* **INSTRUCTIONS**
a – Return the passage of the fraud probe article between "Two Ex-Doctors at" and "not been charged.", inclusive, with every word copied exactly.
b – For each statement about the fraud probe article, answer yes or no and quote the words of the article that decide it: (i) The raid was carried out by agents from the Luzerne County district attorney's office. (ii) The two former doctors have been charged. (iii) The two ex-doctors are brother and sister.

* **TEXT EXCERPT**
Two Ex-Doctors at Center of Fraud Probe Have Troubled Past
KINGSTON — The investigation into a medical fraud case in Luzerne County continues, after two former doctors were targeted in a raid at their Kingston home.
Agents from the Luzerne County district attorney’s office conducted that raid Tuesday afternoon.
The two former doctors have not been charged.
But records show one has a criminal past, both have documented evidence of trouble with prescription drugs. And both were stripped of their medical licenses in the past decade.
Agents from the Luzerne County district attorney`s office seized records from the home of two ex-doctors in Kingston, late Tuesday afternoon. The two happen to be brother and sister.
The brother is David Rigle, once a licensed pathologist.
Almost 20 years ago, Rigle made news claiming he had scientific information about the 1991 poisoning death of Robert Curley of Wilkes-Barre.

* **SOURCE DATA**

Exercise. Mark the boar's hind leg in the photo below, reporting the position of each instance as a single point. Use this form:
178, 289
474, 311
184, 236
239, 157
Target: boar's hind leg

* **RESPONSES TO THE TASKS**
a –
Two Ex-Doctors at Center of Fraud Probe Have Troubled Past
KINGSTON — The investigation into a medical fraud case in Luzerne County continues, after two former doctors were targeted in a raid at their Kingston home.
Agents from the Luzerne County district attorney’s office conducted that raid Tuesday afternoon.
The two former doctors have not been charged.

b –
(i) Yes: "Agents from the Luzerne County district attorney’s office conducted that raid Tuesday afternoon."
(ii) No: "The two former doctors have not been charged."
(iii) Yes: "The two happen to be brother and sister."